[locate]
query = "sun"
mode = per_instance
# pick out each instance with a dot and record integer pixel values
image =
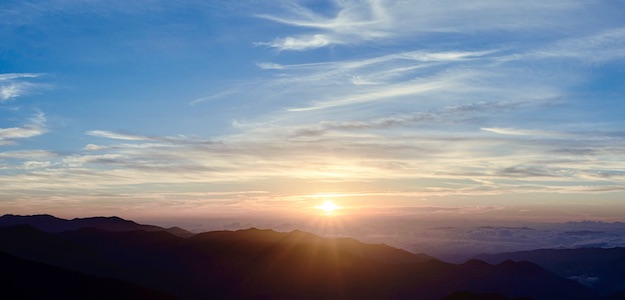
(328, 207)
==
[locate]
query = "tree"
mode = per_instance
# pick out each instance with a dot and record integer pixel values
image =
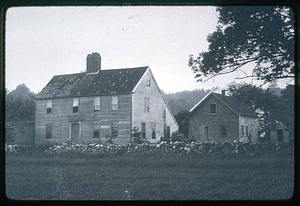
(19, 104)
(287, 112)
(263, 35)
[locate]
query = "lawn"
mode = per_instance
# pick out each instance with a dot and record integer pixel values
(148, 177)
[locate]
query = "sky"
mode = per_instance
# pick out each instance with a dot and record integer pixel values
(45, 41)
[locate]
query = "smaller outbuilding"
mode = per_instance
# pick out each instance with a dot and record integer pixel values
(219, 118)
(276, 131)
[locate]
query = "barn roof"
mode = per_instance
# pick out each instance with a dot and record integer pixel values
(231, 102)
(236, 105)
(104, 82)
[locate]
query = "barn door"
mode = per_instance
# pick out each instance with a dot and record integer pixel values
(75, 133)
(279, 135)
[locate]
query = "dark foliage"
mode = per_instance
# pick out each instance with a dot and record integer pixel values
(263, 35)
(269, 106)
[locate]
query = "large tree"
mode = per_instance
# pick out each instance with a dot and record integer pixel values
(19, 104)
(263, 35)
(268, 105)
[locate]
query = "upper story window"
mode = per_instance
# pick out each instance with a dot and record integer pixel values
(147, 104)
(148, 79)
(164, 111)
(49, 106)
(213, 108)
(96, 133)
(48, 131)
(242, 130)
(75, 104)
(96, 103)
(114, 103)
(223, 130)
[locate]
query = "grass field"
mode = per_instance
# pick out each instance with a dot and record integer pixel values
==
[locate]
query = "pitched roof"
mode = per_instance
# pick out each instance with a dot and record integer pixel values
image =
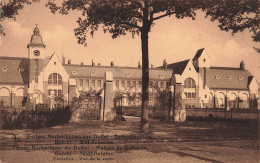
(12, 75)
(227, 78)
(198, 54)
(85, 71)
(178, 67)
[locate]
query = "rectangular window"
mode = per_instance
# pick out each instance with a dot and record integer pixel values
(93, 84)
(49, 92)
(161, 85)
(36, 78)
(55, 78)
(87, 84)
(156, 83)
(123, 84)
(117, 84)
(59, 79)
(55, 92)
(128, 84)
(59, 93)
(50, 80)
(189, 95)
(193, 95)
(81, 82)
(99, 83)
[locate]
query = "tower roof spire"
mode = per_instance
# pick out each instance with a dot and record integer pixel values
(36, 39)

[CHALLENGE]
Pull out every line of the rows above that contains the word "window". Match case exactly.

[EXPECTED OUTPUT]
query = "upper story window"
query = "rectangular window"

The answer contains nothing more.